### Problem
Set down the full listing below word for word; pictures stay out of the copy.

### Dataset excerpts
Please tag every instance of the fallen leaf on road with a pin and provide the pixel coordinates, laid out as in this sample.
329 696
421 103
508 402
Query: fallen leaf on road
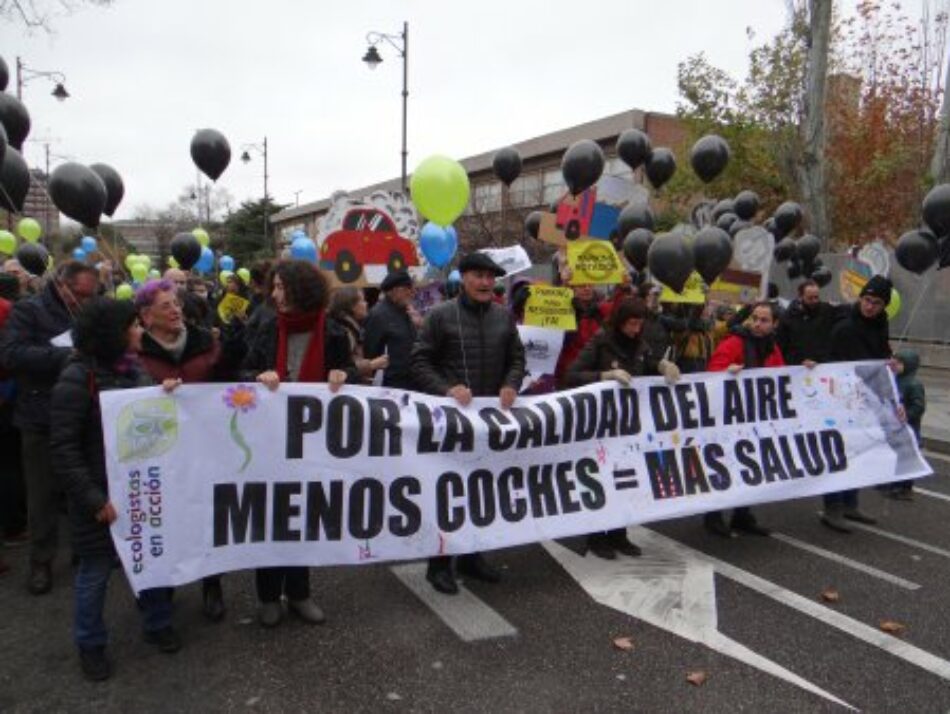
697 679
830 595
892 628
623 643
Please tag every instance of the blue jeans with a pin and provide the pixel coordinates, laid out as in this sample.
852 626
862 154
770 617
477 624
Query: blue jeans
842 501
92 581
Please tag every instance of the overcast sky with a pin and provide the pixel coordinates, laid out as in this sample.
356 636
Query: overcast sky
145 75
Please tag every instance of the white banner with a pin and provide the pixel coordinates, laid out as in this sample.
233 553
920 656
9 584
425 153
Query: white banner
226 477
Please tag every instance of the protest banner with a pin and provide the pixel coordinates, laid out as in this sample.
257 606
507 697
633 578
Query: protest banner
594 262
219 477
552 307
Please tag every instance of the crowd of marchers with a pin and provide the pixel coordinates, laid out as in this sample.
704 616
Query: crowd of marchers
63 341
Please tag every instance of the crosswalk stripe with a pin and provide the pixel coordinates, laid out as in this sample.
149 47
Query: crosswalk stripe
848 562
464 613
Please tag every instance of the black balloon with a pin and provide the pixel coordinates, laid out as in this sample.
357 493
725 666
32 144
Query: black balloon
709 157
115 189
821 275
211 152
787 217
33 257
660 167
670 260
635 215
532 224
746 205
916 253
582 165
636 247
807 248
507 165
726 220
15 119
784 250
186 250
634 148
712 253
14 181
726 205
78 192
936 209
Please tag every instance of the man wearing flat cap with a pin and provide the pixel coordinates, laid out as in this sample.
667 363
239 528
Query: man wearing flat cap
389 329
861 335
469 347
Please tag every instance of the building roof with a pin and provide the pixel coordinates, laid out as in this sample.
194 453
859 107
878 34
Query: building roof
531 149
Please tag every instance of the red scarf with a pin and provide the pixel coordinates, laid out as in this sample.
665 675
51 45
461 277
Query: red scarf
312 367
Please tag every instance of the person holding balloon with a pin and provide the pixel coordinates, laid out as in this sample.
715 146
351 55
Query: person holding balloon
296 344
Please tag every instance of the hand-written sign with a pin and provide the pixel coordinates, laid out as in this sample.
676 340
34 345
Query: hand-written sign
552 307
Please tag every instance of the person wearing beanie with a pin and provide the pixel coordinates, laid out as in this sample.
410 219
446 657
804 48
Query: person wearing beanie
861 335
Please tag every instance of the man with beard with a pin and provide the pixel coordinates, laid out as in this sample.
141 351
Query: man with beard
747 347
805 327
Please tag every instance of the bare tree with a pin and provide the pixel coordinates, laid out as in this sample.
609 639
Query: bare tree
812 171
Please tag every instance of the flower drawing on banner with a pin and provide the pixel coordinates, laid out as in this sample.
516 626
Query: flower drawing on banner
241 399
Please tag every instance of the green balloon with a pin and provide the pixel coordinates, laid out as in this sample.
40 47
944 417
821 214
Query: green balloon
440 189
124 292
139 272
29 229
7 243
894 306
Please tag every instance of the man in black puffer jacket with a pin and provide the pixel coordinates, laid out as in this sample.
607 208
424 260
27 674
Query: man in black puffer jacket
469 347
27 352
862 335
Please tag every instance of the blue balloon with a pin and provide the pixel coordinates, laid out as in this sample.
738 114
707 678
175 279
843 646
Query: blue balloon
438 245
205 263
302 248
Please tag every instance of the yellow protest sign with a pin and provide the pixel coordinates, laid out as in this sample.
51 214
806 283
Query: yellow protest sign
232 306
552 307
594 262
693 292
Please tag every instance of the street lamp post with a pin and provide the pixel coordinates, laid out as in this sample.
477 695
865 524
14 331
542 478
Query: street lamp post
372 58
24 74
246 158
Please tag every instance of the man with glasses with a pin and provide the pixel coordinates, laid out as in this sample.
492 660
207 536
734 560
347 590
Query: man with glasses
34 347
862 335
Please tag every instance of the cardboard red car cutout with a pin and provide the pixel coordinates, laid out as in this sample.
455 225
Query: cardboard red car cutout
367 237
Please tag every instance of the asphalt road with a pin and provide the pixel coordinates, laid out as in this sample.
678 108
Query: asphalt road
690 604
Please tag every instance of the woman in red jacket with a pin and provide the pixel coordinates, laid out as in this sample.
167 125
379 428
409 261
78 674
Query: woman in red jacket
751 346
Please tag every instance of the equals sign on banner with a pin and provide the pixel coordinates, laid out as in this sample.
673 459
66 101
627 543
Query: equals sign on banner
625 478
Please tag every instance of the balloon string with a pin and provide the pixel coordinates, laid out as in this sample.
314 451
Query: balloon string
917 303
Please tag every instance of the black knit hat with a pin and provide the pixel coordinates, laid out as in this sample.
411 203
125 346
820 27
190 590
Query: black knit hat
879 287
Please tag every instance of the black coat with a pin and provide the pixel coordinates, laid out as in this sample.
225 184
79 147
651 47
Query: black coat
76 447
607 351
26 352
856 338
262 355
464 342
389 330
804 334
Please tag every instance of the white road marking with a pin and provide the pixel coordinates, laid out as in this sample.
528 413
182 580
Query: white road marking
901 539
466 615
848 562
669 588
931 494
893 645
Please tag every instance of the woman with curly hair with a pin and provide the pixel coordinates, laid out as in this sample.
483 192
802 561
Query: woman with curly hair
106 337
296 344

### Result
Please tag every instance of the fallen leaf on road with a pin and provide the pixel coordinates, laid out as in this sample.
329 696
421 103
508 402
Query: fallen leaf on road
697 679
830 595
892 628
623 643
Please tag every instance of the blue jeans with a pin and provide the pixel coordinates, laid out as in this sample.
852 626
862 154
770 617
477 624
Query: blue jeans
842 501
92 581
Please tag every instance of the overcast sky with a pin and provide the pixel coordinates, laid out as in this sample.
356 636
Query: overcast sky
145 75
Please tag every instance of the white banner with a pin and provide the pixel coordinates, laid out as in this sample.
233 553
920 656
9 584
425 153
Query: white banner
226 477
Please tag every instance of the protest banner with a pin and provide the pixel coordinates, laid out as in this sample.
257 606
507 697
633 578
Query: protest banner
594 262
219 477
552 307
Please tag every instance of the crowd of marchers with a pin and provide the pixel coordinates, laid out as in this sample.
704 616
Query: crowd of marchers
63 341
Please tag every instance of the crosswalk stripe with a pin and provide the pixel coordinates, laid out as in this sample.
149 47
Query: crosswalk stripe
848 562
464 613
Please tag every instance of the black balloon with a pin and provide the pixel coordinates, laid out as in this sample.
357 493
725 666
32 144
Query: black balloon
709 157
115 189
821 275
211 152
787 217
33 257
660 167
670 260
635 215
532 224
746 205
916 253
582 165
636 247
807 248
507 165
726 220
15 119
784 250
186 250
634 148
712 253
14 181
726 205
78 192
936 209
Please tag every instance of the man wearing flat cap with a pin and provide the pixel coordinates, laid out as in this sample.
667 363
239 528
Query: man wearing flat cap
389 329
861 335
469 347
Please tag every instance of the building roof with a pin and provide the pixel coordinates, laid out as in this sample.
194 453
859 107
878 34
Query: building roof
531 149
Please tag every instance of the red scarf with a pin and provide the pixel coordinates, laid out as in this sample.
665 675
51 45
461 277
Query: red scarf
312 367
Please tag every instance of the person holding balloon with a pin and provide the pixel coordinates, laid out as in this sample.
715 146
351 55
Query: person holding balloon
296 344
Please tag every instance of the hand-written sign with a pin and provide the pixel coordinates, laid out as in this sample.
676 340
34 345
Query: hand-written sign
552 307
Please tag every instance of the person wearing beanie with a pin and provide the pixel coordinates, laid out as in this sample.
410 219
446 657
804 48
Query: person wearing beanie
861 335
Please tag every instance of the man with beard with a pin and provide the pixel coordinates, laid out as in this sample.
141 351
Query: man with beard
747 347
805 327
Please tag every instance of the bare tree with a pin and provide the pixel coordinates, laid out as in this sample.
609 639
Query: bare tree
812 171
Please tag every instance of the flower drawing on banner with a pin and provide the pixel coordinates, laid out as in this sample.
516 626
Query: flower drawing on banner
241 399
Please tag every instance of the green balloon with a pin and provide the pixel coordinates, laid out as in this sample.
40 47
944 417
821 214
Query: green balloon
440 189
124 292
139 272
29 229
7 243
894 306
Please tag every instance of the man in black puffer jacket with a pin and provide the pixel coordinates, laid out as in this sample.
607 208
424 260
27 674
Query: man in black puffer jacket
469 347
27 352
862 335
Please tag every instance of the blue balloon with a pin and provide the pixel coordinates, laid out as in this sample.
738 114
707 678
175 279
843 646
Query: blue balloon
438 245
205 263
302 248
Please tag every instance of the yellow protest sign with a pin and provide the pixel coordinates, laid out as in this sample.
51 214
806 283
Query: yellow protest sign
232 306
552 307
594 262
693 292
Please tag every instance of the street lamp post with a pin and provide the pixel coordinates, laid out as in this sample.
477 695
865 524
14 331
542 478
Query: street lamp post
372 58
24 74
246 158
Please tag every instance of the man with glasses with a pin and provide the pixel coordinates, laid out as in this sample.
492 660
207 536
734 560
347 590
Query: man with glasses
34 347
862 335
Please tag every instance of the cardboard red car cutout with a pin and provide the pixel coordinates, laid out as in this sample.
455 225
Query: cardboard red car cutout
367 237
Please tag every instance of the asphalt road with a pin and provide the pixel coordinates, laid out as in this sample.
678 108
Query: asphalt road
690 604
Please tag every instance of the woman in red jacket with a pin and provide the pixel coordinates, laid out as in this sample.
167 125
379 428
409 261
78 674
Query: woman in red jacket
751 346
Please tag every instance of the equals sign on banner with a pin and provide the pixel coordinates, laid out as in this sample.
673 459
66 101
627 543
Query: equals sign on banner
625 478
Please tag every instance of the balloon string with a pin and provide the pixel coordinates, laid out as in this sample.
314 451
Query: balloon string
917 303
Please tag every instance of the black knit hat with a pin and provide the pixel coordinates, laid out as in this sample.
411 203
125 346
820 27
190 590
Query: black knit hat
879 287
Please tag every instance of the black coat with a pin and provide the pixel coordinates, laid out as in this sample.
225 184
79 147
651 47
Query: black coat
76 447
607 351
26 352
856 338
262 355
464 342
389 330
804 334
Please tag every instance of the white road marking with a pin and provide the pixel coordinates, laid out as in this sample.
528 413
182 580
Query: white road marking
901 539
466 615
848 562
669 588
931 494
893 645
Please tag every instance of the woman with curly hair with a pin and provide the pixel coordinates, laid out as in this sample.
483 192
802 561
Query: woman with curly hair
106 337
296 344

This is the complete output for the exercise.